## Task prompt
Please report each line in the material below that includes "rocky".

## Source material
*** Begin section ***

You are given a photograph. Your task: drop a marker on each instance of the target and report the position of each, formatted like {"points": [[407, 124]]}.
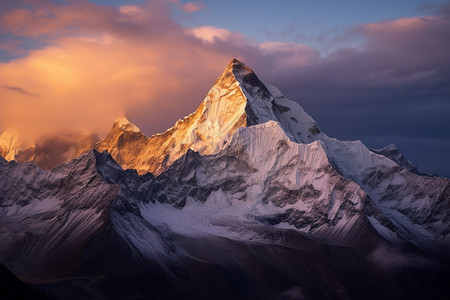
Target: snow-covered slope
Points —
{"points": [[392, 152], [237, 99], [250, 197], [47, 217]]}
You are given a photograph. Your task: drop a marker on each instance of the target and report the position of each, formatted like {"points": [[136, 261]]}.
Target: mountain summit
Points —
{"points": [[250, 198], [237, 99]]}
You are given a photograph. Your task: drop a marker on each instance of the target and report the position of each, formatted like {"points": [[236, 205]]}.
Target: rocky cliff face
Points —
{"points": [[250, 198]]}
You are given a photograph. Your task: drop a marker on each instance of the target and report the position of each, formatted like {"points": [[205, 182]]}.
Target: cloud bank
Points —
{"points": [[95, 61]]}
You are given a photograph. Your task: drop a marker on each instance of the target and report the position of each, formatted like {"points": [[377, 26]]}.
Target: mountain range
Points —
{"points": [[244, 198]]}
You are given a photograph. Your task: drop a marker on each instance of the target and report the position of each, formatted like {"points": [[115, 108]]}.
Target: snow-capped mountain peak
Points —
{"points": [[123, 123]]}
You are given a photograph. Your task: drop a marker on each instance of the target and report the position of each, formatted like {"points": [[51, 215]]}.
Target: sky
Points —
{"points": [[377, 71]]}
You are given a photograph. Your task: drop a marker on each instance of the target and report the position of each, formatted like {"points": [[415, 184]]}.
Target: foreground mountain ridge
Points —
{"points": [[262, 205]]}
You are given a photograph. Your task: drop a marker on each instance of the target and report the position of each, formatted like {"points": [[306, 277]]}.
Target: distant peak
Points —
{"points": [[123, 123]]}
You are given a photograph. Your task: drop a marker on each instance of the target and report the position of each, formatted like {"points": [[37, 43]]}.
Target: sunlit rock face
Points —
{"points": [[237, 99], [247, 197]]}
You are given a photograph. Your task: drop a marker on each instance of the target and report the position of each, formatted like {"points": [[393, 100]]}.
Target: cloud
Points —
{"points": [[191, 7], [96, 61], [19, 90]]}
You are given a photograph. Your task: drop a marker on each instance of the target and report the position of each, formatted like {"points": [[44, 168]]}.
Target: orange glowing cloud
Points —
{"points": [[101, 61], [191, 7]]}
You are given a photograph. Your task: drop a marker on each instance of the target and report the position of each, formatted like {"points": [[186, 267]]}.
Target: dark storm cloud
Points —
{"points": [[394, 88], [396, 85]]}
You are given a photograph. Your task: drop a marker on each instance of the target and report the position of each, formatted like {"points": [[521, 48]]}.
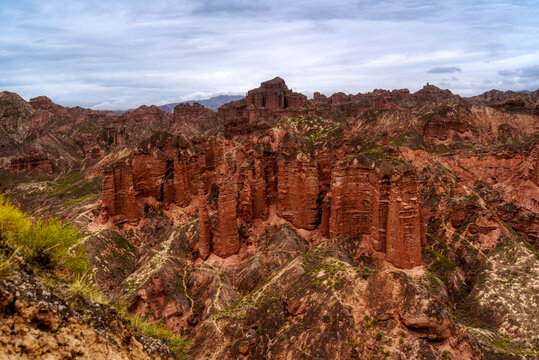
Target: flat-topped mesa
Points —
{"points": [[34, 162], [378, 202], [433, 92], [269, 100], [194, 118]]}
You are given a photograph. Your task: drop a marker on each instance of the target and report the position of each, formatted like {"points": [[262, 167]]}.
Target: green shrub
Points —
{"points": [[48, 244]]}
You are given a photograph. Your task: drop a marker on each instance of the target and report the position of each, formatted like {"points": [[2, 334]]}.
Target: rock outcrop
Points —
{"points": [[366, 196]]}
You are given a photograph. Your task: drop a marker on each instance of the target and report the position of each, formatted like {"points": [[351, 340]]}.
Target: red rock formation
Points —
{"points": [[226, 239], [194, 117], [31, 163], [385, 206], [119, 194], [297, 186]]}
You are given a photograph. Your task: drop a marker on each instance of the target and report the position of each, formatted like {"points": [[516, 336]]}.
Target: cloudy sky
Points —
{"points": [[117, 54]]}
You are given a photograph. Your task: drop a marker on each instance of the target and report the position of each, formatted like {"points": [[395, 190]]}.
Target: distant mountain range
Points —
{"points": [[211, 103]]}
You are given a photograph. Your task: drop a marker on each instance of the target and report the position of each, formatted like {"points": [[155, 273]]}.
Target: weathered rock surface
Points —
{"points": [[35, 324]]}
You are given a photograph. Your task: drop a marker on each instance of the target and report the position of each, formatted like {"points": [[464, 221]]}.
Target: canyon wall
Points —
{"points": [[366, 197]]}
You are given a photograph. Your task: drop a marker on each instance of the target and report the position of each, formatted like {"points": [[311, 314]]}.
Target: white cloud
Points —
{"points": [[121, 54]]}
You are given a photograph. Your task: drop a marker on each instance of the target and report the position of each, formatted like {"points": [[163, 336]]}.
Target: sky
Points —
{"points": [[119, 54]]}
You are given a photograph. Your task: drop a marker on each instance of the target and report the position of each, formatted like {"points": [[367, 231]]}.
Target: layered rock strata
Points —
{"points": [[367, 197]]}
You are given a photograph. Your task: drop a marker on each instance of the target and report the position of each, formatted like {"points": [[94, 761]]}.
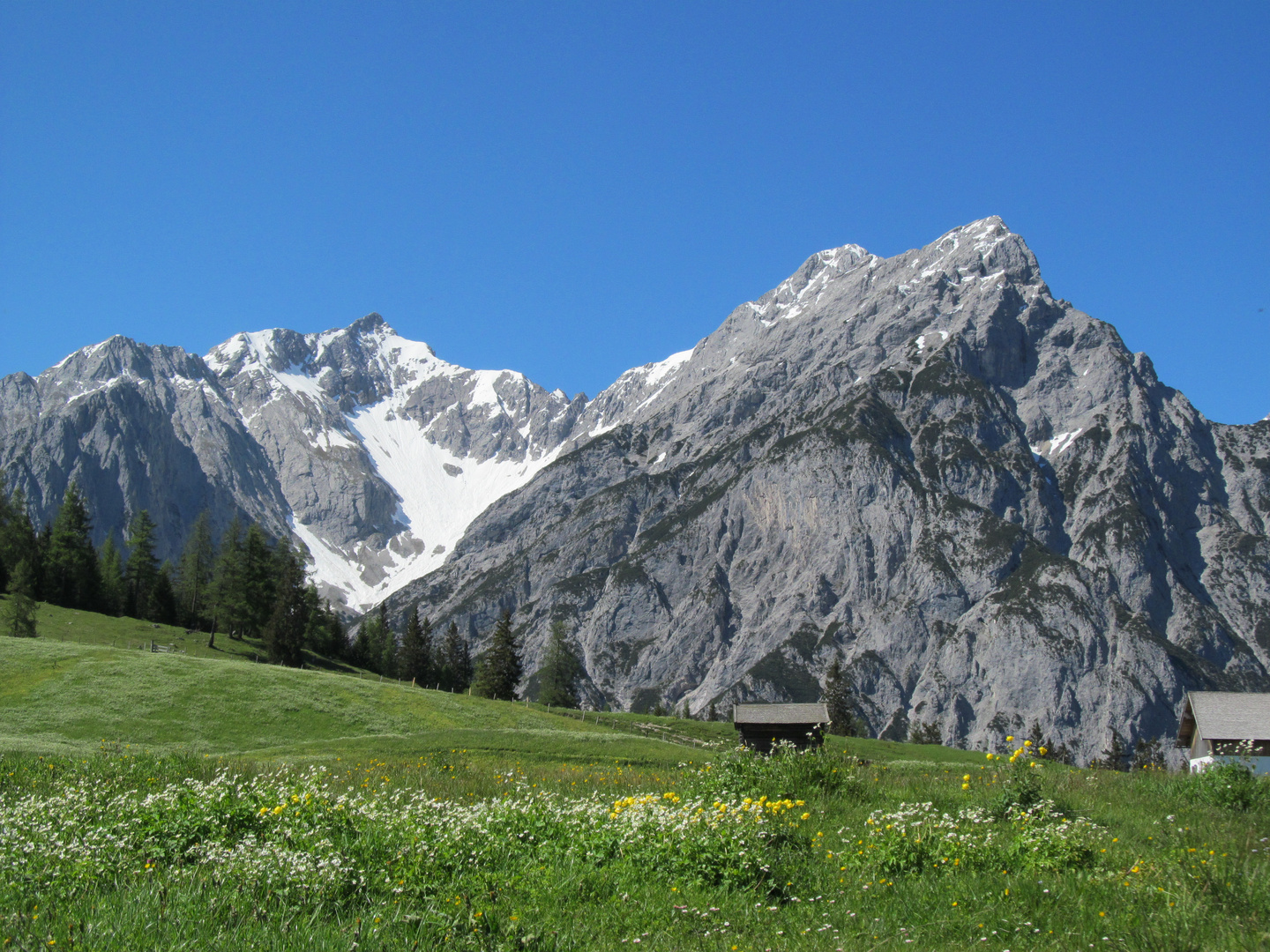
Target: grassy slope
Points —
{"points": [[84, 682]]}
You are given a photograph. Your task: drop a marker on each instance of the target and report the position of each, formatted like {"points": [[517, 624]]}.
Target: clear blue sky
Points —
{"points": [[571, 190]]}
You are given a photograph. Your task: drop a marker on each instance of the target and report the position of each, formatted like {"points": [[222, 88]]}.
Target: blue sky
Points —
{"points": [[572, 190]]}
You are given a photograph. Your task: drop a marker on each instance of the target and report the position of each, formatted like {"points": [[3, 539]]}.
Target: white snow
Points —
{"points": [[1058, 444], [436, 507], [921, 339]]}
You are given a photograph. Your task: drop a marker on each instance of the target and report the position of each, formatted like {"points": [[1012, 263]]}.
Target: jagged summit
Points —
{"points": [[927, 462]]}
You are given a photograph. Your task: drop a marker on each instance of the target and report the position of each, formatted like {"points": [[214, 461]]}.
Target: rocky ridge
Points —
{"points": [[969, 487]]}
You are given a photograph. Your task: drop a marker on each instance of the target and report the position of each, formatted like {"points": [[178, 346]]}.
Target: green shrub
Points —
{"points": [[1231, 786], [787, 772]]}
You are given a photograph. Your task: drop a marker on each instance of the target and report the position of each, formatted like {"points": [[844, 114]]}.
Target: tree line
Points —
{"points": [[243, 585], [430, 659]]}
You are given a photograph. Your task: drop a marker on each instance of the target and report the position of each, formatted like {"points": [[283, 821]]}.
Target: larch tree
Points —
{"points": [[195, 576], [228, 593], [259, 573], [18, 539], [455, 661], [18, 616], [285, 631], [141, 574], [840, 700], [71, 576], [499, 668], [113, 589], [417, 649], [562, 671]]}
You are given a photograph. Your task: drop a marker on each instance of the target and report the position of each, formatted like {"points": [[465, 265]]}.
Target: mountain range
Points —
{"points": [[967, 487]]}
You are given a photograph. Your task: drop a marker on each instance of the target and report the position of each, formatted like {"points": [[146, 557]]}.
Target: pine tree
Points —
{"points": [[499, 668], [417, 649], [163, 598], [18, 616], [562, 671], [1148, 755], [1113, 755], [458, 663], [361, 651], [259, 582], [325, 632], [839, 698], [925, 733], [230, 611], [5, 518], [141, 573], [1038, 736], [70, 568], [387, 646], [195, 577], [285, 631], [18, 539], [113, 591]]}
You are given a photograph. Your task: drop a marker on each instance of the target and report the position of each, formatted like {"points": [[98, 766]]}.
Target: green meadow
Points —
{"points": [[202, 799]]}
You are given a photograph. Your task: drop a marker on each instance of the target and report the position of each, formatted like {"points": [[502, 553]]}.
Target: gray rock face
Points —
{"points": [[358, 443], [140, 428], [970, 487], [384, 452]]}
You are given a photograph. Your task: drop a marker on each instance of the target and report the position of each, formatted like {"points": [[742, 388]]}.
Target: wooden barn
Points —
{"points": [[1226, 725], [762, 725]]}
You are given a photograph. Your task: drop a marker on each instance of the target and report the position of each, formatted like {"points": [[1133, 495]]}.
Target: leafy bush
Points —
{"points": [[920, 838], [1231, 786], [787, 772]]}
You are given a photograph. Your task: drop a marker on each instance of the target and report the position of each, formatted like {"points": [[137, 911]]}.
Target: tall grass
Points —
{"points": [[465, 852]]}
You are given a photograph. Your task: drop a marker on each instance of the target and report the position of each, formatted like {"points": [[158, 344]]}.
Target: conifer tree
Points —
{"points": [[113, 591], [18, 616], [70, 566], [361, 649], [163, 598], [839, 698], [1148, 755], [455, 661], [260, 573], [141, 574], [195, 576], [228, 583], [562, 671], [18, 539], [387, 646], [417, 649], [499, 668], [1113, 755], [288, 621]]}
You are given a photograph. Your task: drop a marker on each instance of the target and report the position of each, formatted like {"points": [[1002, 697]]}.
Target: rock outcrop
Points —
{"points": [[927, 462]]}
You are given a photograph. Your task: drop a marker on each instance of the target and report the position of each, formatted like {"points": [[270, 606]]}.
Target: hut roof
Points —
{"points": [[780, 714], [1224, 715]]}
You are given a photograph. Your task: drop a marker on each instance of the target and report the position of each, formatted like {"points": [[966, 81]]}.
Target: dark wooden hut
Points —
{"points": [[762, 725]]}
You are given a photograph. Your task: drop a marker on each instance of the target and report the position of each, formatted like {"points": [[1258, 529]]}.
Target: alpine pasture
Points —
{"points": [[201, 799]]}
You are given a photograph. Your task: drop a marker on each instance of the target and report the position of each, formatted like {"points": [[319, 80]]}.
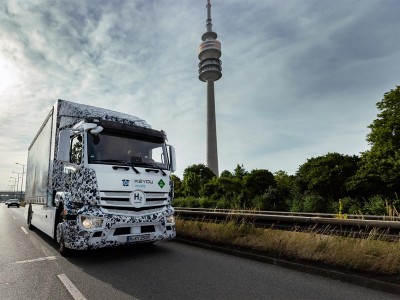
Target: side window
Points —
{"points": [[76, 150], [157, 154]]}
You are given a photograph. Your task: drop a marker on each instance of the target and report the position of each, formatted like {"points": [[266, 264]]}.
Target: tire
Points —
{"points": [[62, 249]]}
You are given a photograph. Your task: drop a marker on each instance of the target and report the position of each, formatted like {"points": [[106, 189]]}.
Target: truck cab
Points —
{"points": [[116, 184]]}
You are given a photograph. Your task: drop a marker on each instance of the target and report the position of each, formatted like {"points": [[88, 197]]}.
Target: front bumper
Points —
{"points": [[117, 229]]}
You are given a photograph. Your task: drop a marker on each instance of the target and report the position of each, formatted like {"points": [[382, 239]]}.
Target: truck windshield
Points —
{"points": [[113, 149]]}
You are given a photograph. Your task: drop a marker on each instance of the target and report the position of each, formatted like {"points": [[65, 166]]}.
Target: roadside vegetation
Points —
{"points": [[368, 184], [371, 254]]}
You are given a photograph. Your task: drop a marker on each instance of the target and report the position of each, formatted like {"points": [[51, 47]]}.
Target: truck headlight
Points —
{"points": [[91, 222], [170, 219]]}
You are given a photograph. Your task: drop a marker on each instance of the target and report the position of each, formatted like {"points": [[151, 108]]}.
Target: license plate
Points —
{"points": [[138, 238]]}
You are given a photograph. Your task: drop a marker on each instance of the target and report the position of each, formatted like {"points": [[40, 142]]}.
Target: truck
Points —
{"points": [[99, 178]]}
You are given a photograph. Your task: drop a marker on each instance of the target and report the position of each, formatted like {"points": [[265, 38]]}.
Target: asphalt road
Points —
{"points": [[31, 268]]}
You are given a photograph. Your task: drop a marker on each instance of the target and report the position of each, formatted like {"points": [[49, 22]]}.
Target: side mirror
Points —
{"points": [[172, 158], [64, 145]]}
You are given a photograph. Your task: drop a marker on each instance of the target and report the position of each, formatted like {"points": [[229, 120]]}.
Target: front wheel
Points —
{"points": [[64, 251]]}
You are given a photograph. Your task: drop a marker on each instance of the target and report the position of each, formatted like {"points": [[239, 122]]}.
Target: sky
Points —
{"points": [[300, 78]]}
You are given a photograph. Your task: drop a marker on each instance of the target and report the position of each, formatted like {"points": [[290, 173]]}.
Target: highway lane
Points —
{"points": [[31, 268]]}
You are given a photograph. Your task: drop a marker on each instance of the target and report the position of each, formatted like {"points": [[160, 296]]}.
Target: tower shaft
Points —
{"points": [[210, 70], [212, 152]]}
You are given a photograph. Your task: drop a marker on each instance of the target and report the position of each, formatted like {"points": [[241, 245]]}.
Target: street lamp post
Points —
{"points": [[18, 174], [23, 172], [15, 183]]}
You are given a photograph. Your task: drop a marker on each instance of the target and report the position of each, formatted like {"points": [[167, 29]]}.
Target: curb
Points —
{"points": [[358, 279]]}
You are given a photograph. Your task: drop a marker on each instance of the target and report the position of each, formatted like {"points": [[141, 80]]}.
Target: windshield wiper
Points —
{"points": [[124, 162], [155, 165]]}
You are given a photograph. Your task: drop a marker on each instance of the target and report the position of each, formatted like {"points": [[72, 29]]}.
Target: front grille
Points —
{"points": [[122, 231], [121, 199]]}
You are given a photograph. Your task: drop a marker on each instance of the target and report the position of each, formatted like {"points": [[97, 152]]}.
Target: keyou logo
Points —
{"points": [[161, 183], [137, 198]]}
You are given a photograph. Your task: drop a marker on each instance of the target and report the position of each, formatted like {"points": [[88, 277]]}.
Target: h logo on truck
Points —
{"points": [[137, 198]]}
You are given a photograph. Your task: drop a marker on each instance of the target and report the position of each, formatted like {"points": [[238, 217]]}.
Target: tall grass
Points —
{"points": [[369, 254]]}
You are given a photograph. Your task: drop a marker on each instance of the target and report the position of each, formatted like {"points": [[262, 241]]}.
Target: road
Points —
{"points": [[31, 268]]}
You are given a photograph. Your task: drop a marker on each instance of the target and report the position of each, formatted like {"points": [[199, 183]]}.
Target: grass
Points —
{"points": [[367, 254]]}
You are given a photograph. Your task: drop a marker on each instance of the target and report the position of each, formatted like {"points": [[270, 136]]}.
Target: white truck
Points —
{"points": [[98, 178]]}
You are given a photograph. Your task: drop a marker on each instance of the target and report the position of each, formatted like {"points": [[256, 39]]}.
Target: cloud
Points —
{"points": [[300, 79]]}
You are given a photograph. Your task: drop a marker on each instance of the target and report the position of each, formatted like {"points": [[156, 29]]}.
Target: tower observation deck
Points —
{"points": [[210, 70]]}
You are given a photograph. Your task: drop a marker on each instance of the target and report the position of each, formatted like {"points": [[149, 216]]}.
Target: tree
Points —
{"points": [[239, 171], [178, 186], [194, 178], [379, 171], [256, 183], [327, 175]]}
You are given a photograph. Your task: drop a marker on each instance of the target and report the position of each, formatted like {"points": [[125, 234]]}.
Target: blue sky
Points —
{"points": [[300, 78]]}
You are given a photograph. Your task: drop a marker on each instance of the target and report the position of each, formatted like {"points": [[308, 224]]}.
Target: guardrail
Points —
{"points": [[353, 225]]}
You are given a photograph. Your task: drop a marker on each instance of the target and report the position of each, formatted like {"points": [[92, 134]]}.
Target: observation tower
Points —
{"points": [[210, 70]]}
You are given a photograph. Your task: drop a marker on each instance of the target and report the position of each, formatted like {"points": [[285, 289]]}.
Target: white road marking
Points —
{"points": [[36, 259], [75, 293]]}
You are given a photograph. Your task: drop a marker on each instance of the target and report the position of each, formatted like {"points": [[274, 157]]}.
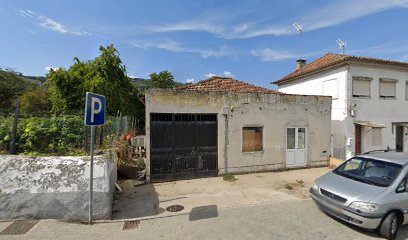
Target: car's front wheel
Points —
{"points": [[389, 226]]}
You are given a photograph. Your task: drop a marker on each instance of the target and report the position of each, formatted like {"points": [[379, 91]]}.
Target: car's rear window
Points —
{"points": [[370, 171]]}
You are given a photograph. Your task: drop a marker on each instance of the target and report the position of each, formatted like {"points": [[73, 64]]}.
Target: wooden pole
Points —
{"points": [[14, 129]]}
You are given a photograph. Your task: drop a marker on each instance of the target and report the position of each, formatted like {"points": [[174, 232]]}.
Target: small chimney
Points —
{"points": [[300, 63]]}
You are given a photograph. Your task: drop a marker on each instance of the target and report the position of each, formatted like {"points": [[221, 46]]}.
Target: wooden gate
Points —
{"points": [[183, 146]]}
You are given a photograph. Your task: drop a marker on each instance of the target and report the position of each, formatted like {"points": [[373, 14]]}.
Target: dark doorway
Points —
{"points": [[357, 139], [183, 146], [399, 146]]}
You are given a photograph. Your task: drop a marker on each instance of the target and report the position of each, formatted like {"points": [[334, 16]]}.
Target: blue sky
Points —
{"points": [[253, 41]]}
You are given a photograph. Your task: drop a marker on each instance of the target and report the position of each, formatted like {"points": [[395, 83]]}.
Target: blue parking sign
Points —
{"points": [[95, 107]]}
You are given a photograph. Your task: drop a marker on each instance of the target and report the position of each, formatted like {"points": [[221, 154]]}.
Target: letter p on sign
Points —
{"points": [[95, 109]]}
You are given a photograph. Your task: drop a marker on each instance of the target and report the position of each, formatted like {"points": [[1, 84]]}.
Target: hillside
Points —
{"points": [[13, 85]]}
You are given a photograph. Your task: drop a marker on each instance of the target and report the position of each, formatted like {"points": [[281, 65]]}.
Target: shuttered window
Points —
{"points": [[406, 90], [361, 86], [376, 136], [387, 88], [251, 139]]}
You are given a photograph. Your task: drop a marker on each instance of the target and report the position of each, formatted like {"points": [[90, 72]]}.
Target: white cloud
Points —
{"points": [[53, 68], [224, 74], [239, 31], [268, 55], [132, 76], [172, 46], [333, 13], [342, 11], [51, 24], [228, 74]]}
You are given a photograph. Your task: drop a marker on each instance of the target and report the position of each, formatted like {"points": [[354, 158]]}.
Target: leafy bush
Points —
{"points": [[51, 135], [5, 128], [55, 135]]}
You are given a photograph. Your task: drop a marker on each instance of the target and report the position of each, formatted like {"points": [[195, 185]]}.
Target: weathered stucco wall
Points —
{"points": [[55, 187], [273, 112]]}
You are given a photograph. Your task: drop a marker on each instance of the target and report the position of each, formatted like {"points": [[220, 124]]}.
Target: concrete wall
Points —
{"points": [[273, 112], [55, 187]]}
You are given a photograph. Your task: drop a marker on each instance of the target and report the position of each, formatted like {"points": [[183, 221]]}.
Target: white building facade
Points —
{"points": [[369, 100]]}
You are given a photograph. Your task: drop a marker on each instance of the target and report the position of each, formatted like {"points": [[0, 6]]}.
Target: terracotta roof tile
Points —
{"points": [[332, 59], [226, 84]]}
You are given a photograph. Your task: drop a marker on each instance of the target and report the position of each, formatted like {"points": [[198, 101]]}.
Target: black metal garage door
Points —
{"points": [[182, 146]]}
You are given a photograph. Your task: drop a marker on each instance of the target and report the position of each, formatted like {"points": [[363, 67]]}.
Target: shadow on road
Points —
{"points": [[135, 201], [203, 212]]}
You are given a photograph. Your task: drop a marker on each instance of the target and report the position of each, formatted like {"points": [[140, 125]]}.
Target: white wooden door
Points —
{"points": [[296, 146]]}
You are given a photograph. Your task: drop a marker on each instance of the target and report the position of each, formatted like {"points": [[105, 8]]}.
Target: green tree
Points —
{"points": [[162, 80], [104, 75], [11, 87], [35, 101]]}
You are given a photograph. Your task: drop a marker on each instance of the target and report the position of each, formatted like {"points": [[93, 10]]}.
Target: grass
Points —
{"points": [[288, 187], [229, 177]]}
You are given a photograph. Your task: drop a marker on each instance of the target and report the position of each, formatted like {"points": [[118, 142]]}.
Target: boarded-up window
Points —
{"points": [[330, 88], [376, 136], [251, 139], [387, 88], [361, 86]]}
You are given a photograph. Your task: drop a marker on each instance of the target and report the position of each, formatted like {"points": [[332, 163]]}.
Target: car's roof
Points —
{"points": [[393, 157]]}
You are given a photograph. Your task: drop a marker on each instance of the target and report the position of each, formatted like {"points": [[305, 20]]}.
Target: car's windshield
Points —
{"points": [[370, 171]]}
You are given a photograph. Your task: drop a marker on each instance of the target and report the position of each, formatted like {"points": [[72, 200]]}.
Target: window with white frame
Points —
{"points": [[361, 87], [330, 88], [387, 88]]}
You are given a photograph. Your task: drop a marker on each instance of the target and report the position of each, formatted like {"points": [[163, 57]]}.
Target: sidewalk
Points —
{"points": [[151, 200], [206, 198]]}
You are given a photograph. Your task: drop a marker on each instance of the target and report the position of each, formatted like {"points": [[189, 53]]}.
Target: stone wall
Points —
{"points": [[55, 187]]}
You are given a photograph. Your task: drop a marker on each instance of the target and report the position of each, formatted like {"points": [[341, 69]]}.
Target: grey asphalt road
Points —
{"points": [[292, 220]]}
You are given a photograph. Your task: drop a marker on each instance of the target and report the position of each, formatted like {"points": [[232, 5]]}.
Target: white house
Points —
{"points": [[369, 100]]}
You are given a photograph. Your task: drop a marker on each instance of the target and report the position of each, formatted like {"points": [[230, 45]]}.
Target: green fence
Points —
{"points": [[62, 135]]}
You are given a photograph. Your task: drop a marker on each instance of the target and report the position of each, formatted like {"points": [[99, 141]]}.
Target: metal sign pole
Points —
{"points": [[91, 174]]}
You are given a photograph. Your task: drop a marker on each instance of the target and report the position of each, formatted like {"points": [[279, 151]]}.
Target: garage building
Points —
{"points": [[222, 125]]}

*** End section ***

## Task answer
Target: rocky cliff face
Target: rocky ridge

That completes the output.